# 問題の詳細:
以下のレコードをすべて更新し、「report the coordinates」を「give the coordinates」に置き換えたうえで全行を示してください。ほかの部分は一切変えないでください。
:: 抜粋データ
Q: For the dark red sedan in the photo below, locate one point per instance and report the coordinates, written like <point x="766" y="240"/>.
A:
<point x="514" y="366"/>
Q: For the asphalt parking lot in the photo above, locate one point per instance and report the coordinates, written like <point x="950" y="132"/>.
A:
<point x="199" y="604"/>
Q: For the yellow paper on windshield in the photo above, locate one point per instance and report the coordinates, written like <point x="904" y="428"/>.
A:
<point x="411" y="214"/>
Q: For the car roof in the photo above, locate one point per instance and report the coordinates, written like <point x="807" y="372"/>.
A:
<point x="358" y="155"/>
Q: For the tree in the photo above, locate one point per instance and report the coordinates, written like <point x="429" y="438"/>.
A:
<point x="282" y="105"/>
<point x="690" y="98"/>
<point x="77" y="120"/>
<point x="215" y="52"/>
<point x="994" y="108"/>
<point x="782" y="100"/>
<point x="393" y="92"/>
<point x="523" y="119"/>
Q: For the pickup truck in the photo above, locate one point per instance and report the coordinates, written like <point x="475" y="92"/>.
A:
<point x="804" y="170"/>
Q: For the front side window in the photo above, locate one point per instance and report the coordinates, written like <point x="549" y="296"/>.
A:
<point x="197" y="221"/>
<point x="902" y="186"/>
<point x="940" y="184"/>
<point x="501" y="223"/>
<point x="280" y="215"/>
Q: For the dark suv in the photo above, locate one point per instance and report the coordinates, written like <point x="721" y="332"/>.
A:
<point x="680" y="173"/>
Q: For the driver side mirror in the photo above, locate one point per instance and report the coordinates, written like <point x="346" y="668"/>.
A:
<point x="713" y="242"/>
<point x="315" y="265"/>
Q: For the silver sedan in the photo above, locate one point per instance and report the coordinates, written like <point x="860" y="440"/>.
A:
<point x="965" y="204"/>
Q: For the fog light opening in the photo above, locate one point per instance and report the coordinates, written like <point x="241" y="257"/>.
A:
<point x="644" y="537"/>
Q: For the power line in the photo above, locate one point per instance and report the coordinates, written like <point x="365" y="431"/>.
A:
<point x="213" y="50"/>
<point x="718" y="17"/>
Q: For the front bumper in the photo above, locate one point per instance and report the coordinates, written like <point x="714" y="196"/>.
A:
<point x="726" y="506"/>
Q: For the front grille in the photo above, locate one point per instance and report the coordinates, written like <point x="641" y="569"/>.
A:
::::
# 課題の結果:
Q: For the dark red sedan in the photo below, locate one point per instance and give the coordinates, written like <point x="766" y="240"/>.
A:
<point x="514" y="366"/>
Q: For the asphalt parking lot in the photo above, locate one point per instance and give the coordinates, written like <point x="950" y="132"/>.
A:
<point x="199" y="604"/>
Q: For the yellow paper on windshield in the photo above, locate one point per instance and give the coordinates, written like <point x="904" y="428"/>.
A:
<point x="411" y="214"/>
Q: For the car roof in the photo above, locate one point per instance and give the coordinates, written like <point x="807" y="372"/>.
A:
<point x="358" y="155"/>
Q: For the tree in the photo above, locate one point per instance and give the coordinates, written like <point x="429" y="438"/>.
A:
<point x="282" y="105"/>
<point x="690" y="98"/>
<point x="77" y="120"/>
<point x="215" y="52"/>
<point x="994" y="108"/>
<point x="782" y="100"/>
<point x="393" y="92"/>
<point x="523" y="119"/>
Q: For the pickup truck in the photo above, locate one point per instance and give the coordinates, written like <point x="475" y="92"/>.
A:
<point x="804" y="170"/>
Q: For the front side window in the photo above, locate one point per instance and give the coordinates, written like <point x="549" y="296"/>.
A:
<point x="197" y="221"/>
<point x="902" y="186"/>
<point x="940" y="184"/>
<point x="501" y="223"/>
<point x="280" y="215"/>
Q: For the dark suv in the photo above, locate one point per instance and give the coordinates, written like <point x="721" y="332"/>.
A:
<point x="680" y="173"/>
Q: For the driver side mirror in the photo above, locate one point per instance and give the coordinates, written like <point x="346" y="668"/>.
A:
<point x="713" y="242"/>
<point x="315" y="265"/>
Q: For the silver sedan in the photo above, locate one point per instance and give the coordinates, written like <point x="860" y="440"/>.
A:
<point x="965" y="204"/>
Q: For the fog light opening in the photo above, locate one point per instance and give the coordinates, written like <point x="241" y="257"/>.
A:
<point x="644" y="537"/>
Q: For the power line in the photo above, locate one point per instance and give the coordinates, written like <point x="365" y="431"/>.
A:
<point x="213" y="50"/>
<point x="718" y="17"/>
Q: For the front bumper in the photo above, locate one point per instance and give the coordinates, written like <point x="714" y="196"/>.
A:
<point x="726" y="506"/>
Q: For the front grille in the photo above, locate one point per instance and give the coordinates, written like <point x="641" y="569"/>.
A:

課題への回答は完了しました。